● AIM: Repeat the rows verbatim, starting with the line containing "Target: dirt embankment" and ending with the line containing "Target: crowd of people", both lines included.

● LISTED RECORDS:
····················
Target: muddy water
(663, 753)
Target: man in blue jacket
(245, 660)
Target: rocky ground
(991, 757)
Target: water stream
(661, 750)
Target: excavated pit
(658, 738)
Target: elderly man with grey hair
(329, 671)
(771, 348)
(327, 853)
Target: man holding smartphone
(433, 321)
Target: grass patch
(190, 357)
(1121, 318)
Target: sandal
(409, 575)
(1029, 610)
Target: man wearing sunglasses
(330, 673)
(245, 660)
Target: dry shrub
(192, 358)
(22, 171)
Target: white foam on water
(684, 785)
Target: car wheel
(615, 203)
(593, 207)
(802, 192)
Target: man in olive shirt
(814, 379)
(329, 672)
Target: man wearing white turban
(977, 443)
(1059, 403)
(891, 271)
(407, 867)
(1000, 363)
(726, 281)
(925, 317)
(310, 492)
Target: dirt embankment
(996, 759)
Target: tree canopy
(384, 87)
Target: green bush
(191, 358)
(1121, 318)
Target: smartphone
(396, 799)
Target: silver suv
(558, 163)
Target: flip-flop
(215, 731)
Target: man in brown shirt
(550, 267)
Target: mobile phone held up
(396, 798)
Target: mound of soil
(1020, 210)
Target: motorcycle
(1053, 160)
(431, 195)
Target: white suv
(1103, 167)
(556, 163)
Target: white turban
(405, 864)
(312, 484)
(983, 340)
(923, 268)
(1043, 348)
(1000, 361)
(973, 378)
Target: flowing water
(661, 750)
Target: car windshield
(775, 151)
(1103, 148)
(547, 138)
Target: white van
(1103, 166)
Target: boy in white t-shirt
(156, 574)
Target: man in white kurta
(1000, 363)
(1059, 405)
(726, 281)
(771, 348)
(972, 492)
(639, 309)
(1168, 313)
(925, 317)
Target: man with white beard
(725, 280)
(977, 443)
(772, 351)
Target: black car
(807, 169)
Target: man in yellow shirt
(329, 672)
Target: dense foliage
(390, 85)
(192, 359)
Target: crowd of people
····················
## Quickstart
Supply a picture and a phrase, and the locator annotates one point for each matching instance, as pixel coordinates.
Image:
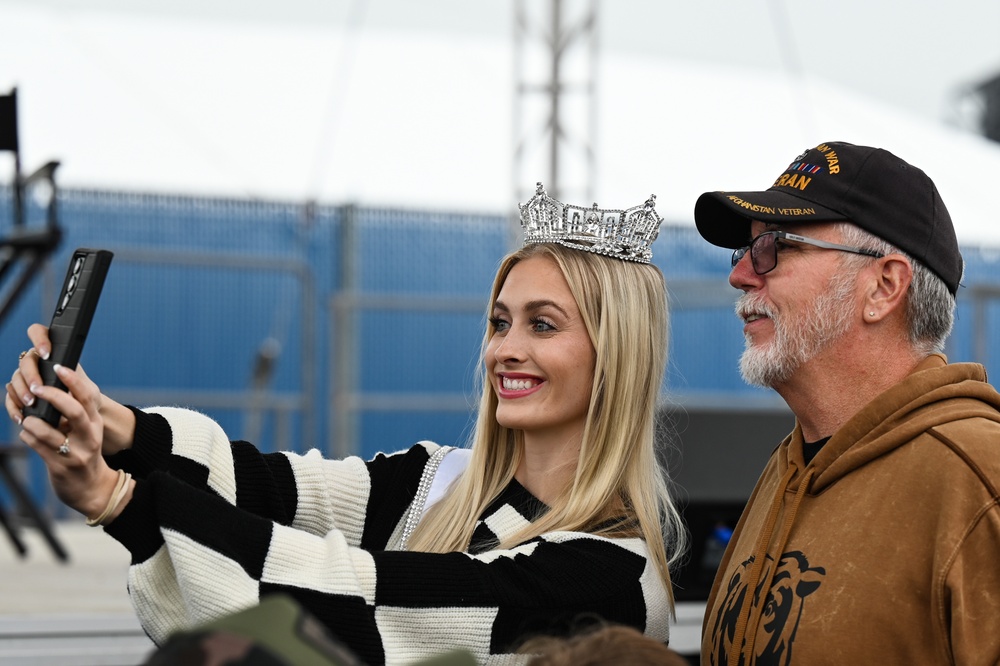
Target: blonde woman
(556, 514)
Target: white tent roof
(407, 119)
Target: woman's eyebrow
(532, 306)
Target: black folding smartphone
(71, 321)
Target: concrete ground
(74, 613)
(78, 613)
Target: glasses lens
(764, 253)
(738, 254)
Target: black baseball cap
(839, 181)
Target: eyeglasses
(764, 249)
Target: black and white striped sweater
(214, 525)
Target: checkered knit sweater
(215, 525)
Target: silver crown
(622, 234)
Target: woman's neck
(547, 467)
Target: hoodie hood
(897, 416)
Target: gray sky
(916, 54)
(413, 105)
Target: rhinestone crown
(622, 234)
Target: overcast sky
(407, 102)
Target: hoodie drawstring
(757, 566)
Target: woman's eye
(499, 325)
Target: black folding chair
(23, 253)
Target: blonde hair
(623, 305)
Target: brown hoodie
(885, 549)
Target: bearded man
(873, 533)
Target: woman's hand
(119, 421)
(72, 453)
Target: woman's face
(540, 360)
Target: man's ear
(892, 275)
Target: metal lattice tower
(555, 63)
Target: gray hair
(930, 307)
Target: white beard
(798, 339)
····················
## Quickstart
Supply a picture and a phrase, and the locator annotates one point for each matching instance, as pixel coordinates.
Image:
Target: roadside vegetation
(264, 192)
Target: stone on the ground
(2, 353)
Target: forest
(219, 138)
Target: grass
····················
● RESULT OF THE EXERCISE:
Target: dirt embankment
(996, 759)
Target: tree canopy
(384, 87)
Target: green bush
(191, 358)
(1121, 318)
Target: smartphone
(396, 799)
Target: silver suv
(558, 163)
Target: flip-flop
(215, 731)
Target: man in brown shirt
(550, 267)
Target: mobile phone held up
(396, 798)
Target: mound of soil
(1020, 210)
Target: motorcycle
(1053, 160)
(431, 195)
Target: white suv
(1103, 167)
(556, 163)
Target: white turban
(405, 864)
(312, 484)
(983, 340)
(923, 268)
(1043, 348)
(1000, 361)
(973, 378)
Target: flowing water
(661, 750)
Target: car windshield
(775, 151)
(1103, 148)
(547, 138)
Target: white van
(1103, 166)
Target: boy in white t-shirt
(156, 574)
Target: man in white kurta
(1000, 363)
(1059, 405)
(726, 281)
(771, 348)
(972, 492)
(639, 309)
(1168, 313)
(925, 317)
Target: man with white beard
(725, 280)
(977, 443)
(772, 351)
Target: black car
(807, 169)
Target: man in yellow shirt
(329, 672)
Target: dense foliage
(390, 85)
(192, 359)
Target: crowd of people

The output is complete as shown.